Show every line of the records that contains the word "wooden", treating uppercase and lowercase as different.

══ THE RECORDS

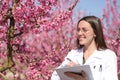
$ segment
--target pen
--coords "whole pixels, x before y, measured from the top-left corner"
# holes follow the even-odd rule
[[[99,71],[100,71],[100,72],[102,71],[102,65],[100,65]]]
[[[67,58],[68,61],[72,61],[70,58]]]

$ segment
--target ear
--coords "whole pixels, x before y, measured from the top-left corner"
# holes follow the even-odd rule
[[[93,36],[94,36],[94,37],[96,37],[96,35],[95,35],[95,34],[94,34]]]

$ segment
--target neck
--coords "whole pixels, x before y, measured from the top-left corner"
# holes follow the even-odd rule
[[[97,49],[96,43],[95,43],[95,41],[92,41],[91,44],[88,44],[88,45],[84,46],[83,51],[84,51],[85,53],[86,53],[86,52],[91,53],[91,52],[93,52],[93,51],[96,50],[96,49]]]

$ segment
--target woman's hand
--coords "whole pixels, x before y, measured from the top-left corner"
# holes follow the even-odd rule
[[[86,73],[84,71],[81,71],[81,73],[75,73],[75,72],[65,72],[66,76],[73,78],[75,80],[87,80]]]

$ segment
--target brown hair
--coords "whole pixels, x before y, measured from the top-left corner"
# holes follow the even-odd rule
[[[96,35],[95,42],[96,42],[96,45],[97,45],[97,49],[98,50],[107,49],[107,46],[106,46],[106,43],[105,43],[105,40],[104,40],[102,24],[101,24],[100,19],[98,17],[95,17],[95,16],[85,16],[78,21],[78,24],[82,20],[88,22],[91,25],[91,27],[92,27],[95,35]],[[78,27],[78,24],[77,24],[77,27]],[[82,45],[79,44],[78,39],[77,39],[77,47],[78,48],[83,47]]]

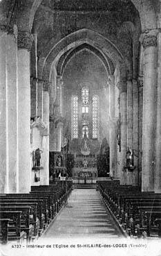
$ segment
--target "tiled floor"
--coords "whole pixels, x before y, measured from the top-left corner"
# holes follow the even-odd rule
[[[122,237],[99,193],[94,189],[75,189],[44,238]]]

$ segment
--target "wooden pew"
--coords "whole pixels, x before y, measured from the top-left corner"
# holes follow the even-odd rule
[[[2,204],[6,205],[30,205],[32,207],[32,212],[33,214],[33,220],[30,220],[30,223],[34,226],[34,236],[38,234],[38,229],[43,228],[42,223],[42,200],[34,200],[34,199],[25,199],[25,198],[1,198],[0,205]]]
[[[0,219],[0,230],[2,243],[6,244],[8,240],[8,223],[10,219]]]
[[[8,199],[19,199],[19,200],[35,200],[35,201],[38,202],[39,200],[42,200],[43,205],[42,205],[42,211],[43,214],[44,215],[44,218],[42,216],[42,222],[45,222],[45,223],[48,223],[48,213],[50,210],[50,198],[48,196],[45,196],[44,194],[40,196],[40,195],[32,195],[30,194],[8,194],[6,195],[0,196],[0,200],[4,198],[8,198]],[[39,207],[38,207],[39,209]],[[41,221],[41,220],[40,220]],[[41,228],[42,227],[41,227]]]
[[[26,240],[30,241],[32,237],[32,225],[30,222],[30,214],[31,213],[31,207],[28,205],[0,205],[0,212],[6,211],[21,211],[23,225],[21,225],[21,229],[26,233]]]
[[[38,228],[39,228],[39,219],[37,217],[37,203],[33,203],[33,202],[27,202],[24,203],[23,201],[21,202],[1,202],[0,203],[0,207],[3,206],[30,206],[30,223],[33,225],[33,236],[37,237],[38,234]]]
[[[24,240],[26,233],[21,230],[21,211],[3,211],[0,212],[1,219],[10,219],[10,222],[15,226],[15,232],[8,232],[8,240],[17,240],[19,242],[22,242]]]

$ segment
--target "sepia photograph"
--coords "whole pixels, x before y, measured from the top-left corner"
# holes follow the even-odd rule
[[[161,256],[161,0],[0,0],[0,256]]]

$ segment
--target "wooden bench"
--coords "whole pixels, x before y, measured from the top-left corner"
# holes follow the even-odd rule
[[[30,241],[32,237],[32,225],[30,224],[30,214],[31,213],[31,207],[28,205],[0,205],[0,212],[21,211],[21,230],[26,233],[26,240]]]
[[[38,229],[39,229],[39,221],[37,217],[37,203],[33,203],[33,202],[27,202],[24,203],[23,201],[21,202],[1,202],[0,203],[0,207],[3,206],[30,206],[30,223],[33,225],[33,236],[37,237],[38,235]]]
[[[12,200],[26,200],[27,201],[29,200],[35,200],[35,202],[37,202],[39,204],[39,201],[42,201],[43,204],[42,204],[42,212],[43,214],[44,215],[44,218],[42,216],[42,222],[45,222],[46,223],[48,223],[48,212],[49,212],[49,209],[50,209],[50,200],[48,198],[48,196],[44,196],[42,195],[41,196],[40,196],[40,195],[35,195],[35,196],[33,196],[33,195],[30,194],[6,194],[6,195],[3,195],[3,196],[0,196],[0,200],[3,199],[5,200],[6,199],[8,198],[8,199],[12,199]],[[40,206],[38,207],[38,210],[40,210]],[[40,210],[41,212],[41,210]],[[39,217],[40,217],[40,225],[41,225],[41,216],[39,214]],[[40,228],[41,228],[42,227],[41,226]]]
[[[8,223],[10,219],[0,219],[0,230],[2,236],[1,241],[6,244],[8,240]]]
[[[1,219],[10,219],[10,222],[15,226],[15,232],[8,232],[8,240],[17,240],[19,242],[22,242],[24,240],[26,233],[21,230],[21,211],[3,211],[0,212]]]

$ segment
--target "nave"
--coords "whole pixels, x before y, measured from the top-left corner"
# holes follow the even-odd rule
[[[52,223],[46,238],[117,238],[122,237],[95,189],[73,190],[68,204]]]

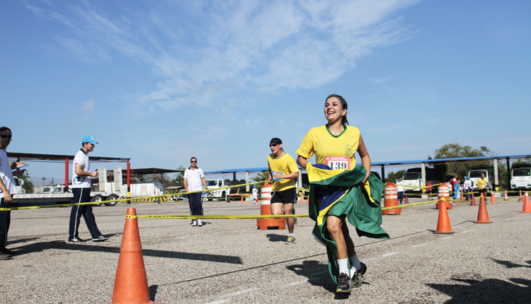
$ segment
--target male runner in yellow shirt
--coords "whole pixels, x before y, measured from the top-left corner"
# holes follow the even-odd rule
[[[292,214],[293,204],[297,200],[295,180],[299,177],[299,167],[293,158],[284,152],[280,139],[275,137],[271,139],[269,148],[271,148],[272,152],[268,156],[268,165],[269,166],[268,182],[273,182],[271,214]],[[293,235],[295,221],[293,218],[286,218],[286,222],[289,233],[286,244],[295,244],[297,242]]]

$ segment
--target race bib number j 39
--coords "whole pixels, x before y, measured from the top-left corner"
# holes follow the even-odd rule
[[[350,158],[348,156],[326,156],[324,164],[332,170],[350,169]]]

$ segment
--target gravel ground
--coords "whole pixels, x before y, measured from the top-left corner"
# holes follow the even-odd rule
[[[410,203],[421,201],[411,199]],[[205,215],[259,214],[259,205],[205,202]],[[297,214],[307,214],[297,204]],[[189,214],[181,203],[95,207],[108,242],[68,244],[69,208],[11,212],[8,248],[0,261],[0,303],[108,303],[127,207],[138,215]],[[391,235],[353,237],[368,271],[361,288],[336,296],[324,247],[300,218],[297,243],[287,230],[258,230],[256,220],[139,218],[152,300],[165,303],[530,303],[531,214],[523,204],[487,205],[492,223],[476,224],[477,206],[449,210],[453,234],[434,234],[435,204],[384,217]],[[84,222],[80,237],[89,238]],[[351,233],[355,235],[353,230]]]

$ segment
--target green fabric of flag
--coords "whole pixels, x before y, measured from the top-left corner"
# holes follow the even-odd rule
[[[373,174],[369,177],[368,185],[362,185],[367,171],[361,165],[352,170],[337,170],[317,167],[326,166],[309,164],[307,168],[311,185],[309,217],[316,221],[314,237],[326,246],[330,275],[337,283],[339,276],[336,257],[337,247],[326,229],[326,218],[330,215],[345,216],[355,227],[359,236],[389,238],[387,233],[380,227],[382,193],[385,185]],[[350,269],[352,267],[350,259],[348,264]]]

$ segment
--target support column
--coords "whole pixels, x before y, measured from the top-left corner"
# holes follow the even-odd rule
[[[155,184],[155,188],[153,189],[153,194],[156,194],[156,169],[153,169],[153,182]]]
[[[509,158],[506,158],[507,160],[507,189],[506,190],[510,189],[510,163],[509,162]]]
[[[127,162],[127,204],[131,204],[131,163]]]
[[[68,158],[64,160],[64,192],[68,192]]]
[[[245,183],[249,184],[249,172],[245,171]],[[247,192],[249,192],[249,185],[245,186],[245,191]]]
[[[494,190],[496,191],[500,191],[499,177],[498,174],[498,159],[494,158]]]
[[[382,182],[385,182],[385,170],[384,169],[385,165],[382,165]]]

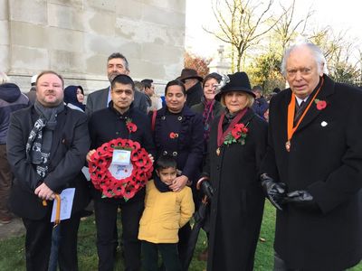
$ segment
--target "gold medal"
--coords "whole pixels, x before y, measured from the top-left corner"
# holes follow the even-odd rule
[[[287,149],[287,152],[291,151],[291,141],[288,140],[287,143],[285,144],[285,148]]]

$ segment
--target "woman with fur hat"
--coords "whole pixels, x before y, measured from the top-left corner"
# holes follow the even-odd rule
[[[252,108],[255,96],[247,74],[228,78],[215,96],[226,108],[211,125],[201,174],[210,178],[214,190],[207,271],[252,270],[264,207],[255,177],[266,152],[268,125]]]

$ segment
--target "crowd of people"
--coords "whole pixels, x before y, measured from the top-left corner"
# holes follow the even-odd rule
[[[189,221],[205,194],[208,247],[198,257],[207,259],[208,271],[253,269],[265,197],[277,210],[274,270],[357,265],[362,92],[333,81],[311,43],[287,50],[281,69],[290,88],[266,98],[245,72],[203,79],[184,69],[167,84],[163,103],[153,80],[134,81],[126,57],[116,52],[107,61],[110,86],[90,93],[86,105],[82,87],[64,89],[55,71],[32,78],[29,97],[1,73],[0,221],[9,223],[11,212],[23,219],[27,270],[48,269],[52,202],[66,189],[75,192],[70,219],[62,221],[60,270],[78,270],[77,232],[90,200],[100,271],[114,269],[119,246],[125,270],[186,270]],[[115,160],[120,149],[128,162],[114,164],[117,174],[133,163],[154,169],[141,173],[148,180],[143,188],[133,171],[128,182],[119,180],[124,186],[113,173],[102,176],[102,163],[113,166],[103,151]],[[117,197],[130,182],[139,190]]]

════

** COMPLETE ANSWER **
--target "wooden pew"
--target "wooden bench"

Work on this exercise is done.